◆ **INSTRUCTION**
Give the number of lines in the records below that contain the string "woman", with case counting, and reply with only that number.

_____

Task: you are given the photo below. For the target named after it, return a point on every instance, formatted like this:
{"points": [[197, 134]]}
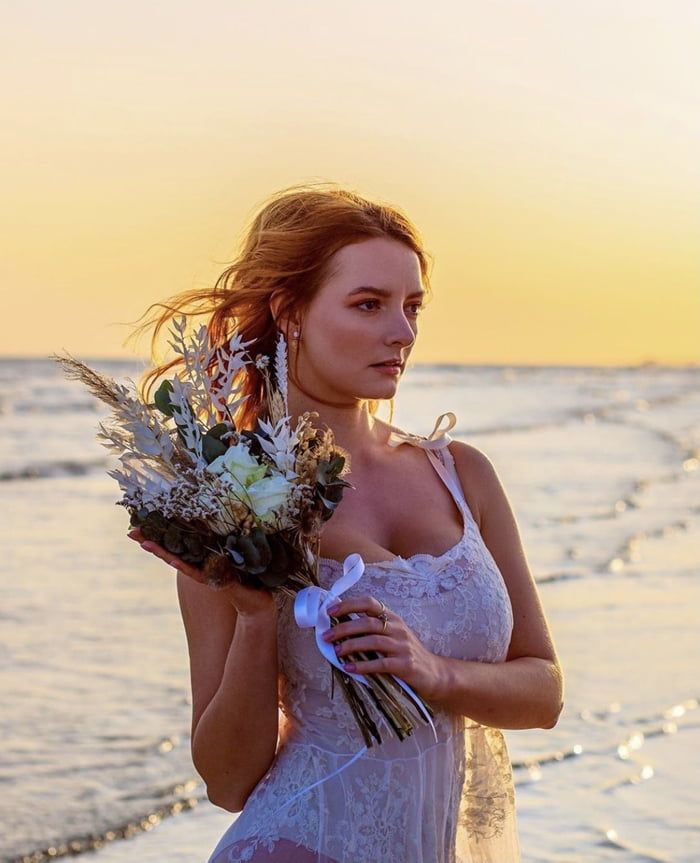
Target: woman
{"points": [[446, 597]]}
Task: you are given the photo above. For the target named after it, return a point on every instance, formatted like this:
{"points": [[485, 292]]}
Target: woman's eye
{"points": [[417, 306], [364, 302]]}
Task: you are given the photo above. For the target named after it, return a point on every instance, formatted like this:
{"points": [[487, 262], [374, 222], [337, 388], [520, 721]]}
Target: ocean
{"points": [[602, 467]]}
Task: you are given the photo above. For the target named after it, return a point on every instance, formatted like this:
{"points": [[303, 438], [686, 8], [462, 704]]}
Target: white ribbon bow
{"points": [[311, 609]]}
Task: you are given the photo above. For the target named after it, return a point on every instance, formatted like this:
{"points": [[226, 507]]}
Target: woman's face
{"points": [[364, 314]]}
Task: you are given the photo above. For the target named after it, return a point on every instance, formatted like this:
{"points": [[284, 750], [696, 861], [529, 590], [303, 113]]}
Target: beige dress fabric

_____

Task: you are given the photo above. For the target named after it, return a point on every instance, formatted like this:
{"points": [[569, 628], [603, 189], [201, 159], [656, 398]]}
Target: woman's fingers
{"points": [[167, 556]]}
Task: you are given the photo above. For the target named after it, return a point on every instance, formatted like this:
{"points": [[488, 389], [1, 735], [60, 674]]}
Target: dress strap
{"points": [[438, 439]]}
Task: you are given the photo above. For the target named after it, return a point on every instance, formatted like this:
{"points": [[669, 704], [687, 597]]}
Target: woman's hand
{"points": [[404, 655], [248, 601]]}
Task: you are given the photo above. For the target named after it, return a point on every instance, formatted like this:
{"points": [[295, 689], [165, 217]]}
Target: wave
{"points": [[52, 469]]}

_____

◆ **SOLUTION FOR THIS EXERCISE**
5